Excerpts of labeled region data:
════

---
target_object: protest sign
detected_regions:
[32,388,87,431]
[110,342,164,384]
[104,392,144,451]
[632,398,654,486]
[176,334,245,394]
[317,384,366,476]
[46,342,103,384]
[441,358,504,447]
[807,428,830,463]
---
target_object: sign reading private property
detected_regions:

════

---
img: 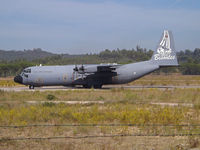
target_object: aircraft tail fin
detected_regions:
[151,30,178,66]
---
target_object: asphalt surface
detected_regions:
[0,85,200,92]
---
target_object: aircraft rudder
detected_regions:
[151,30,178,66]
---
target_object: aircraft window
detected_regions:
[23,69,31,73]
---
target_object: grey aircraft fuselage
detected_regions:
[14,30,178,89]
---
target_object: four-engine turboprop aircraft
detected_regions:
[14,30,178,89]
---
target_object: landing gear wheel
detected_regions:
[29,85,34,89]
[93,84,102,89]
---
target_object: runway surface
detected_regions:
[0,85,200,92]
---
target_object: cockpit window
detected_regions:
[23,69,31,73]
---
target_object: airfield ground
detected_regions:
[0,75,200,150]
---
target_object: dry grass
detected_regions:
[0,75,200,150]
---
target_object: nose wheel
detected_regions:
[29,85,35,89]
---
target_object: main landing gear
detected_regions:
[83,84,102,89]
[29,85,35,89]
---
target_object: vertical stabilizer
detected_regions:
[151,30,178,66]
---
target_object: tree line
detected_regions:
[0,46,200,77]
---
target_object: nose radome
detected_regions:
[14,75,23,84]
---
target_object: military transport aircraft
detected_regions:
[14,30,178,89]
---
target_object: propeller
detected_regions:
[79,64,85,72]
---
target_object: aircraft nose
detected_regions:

════

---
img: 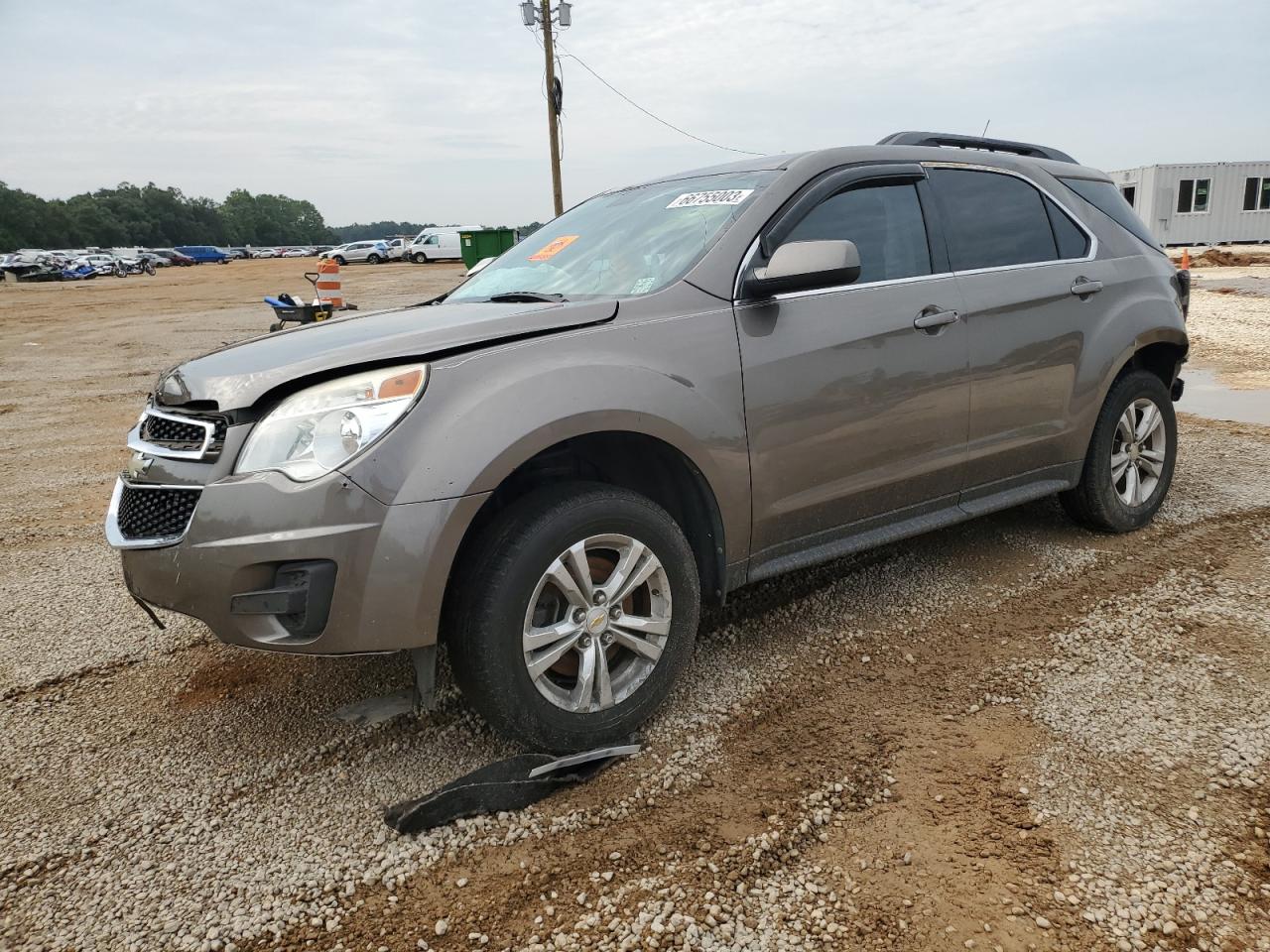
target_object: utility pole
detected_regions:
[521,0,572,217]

════

* [OBJECTIVE]
Could you collect every line above that contains the string "landing"? Case counts, so a line only qualifies when its capitalization matches.

* [RESPONSE TO THE TASK]
target_object: landing gear wheel
target_object: main landing gear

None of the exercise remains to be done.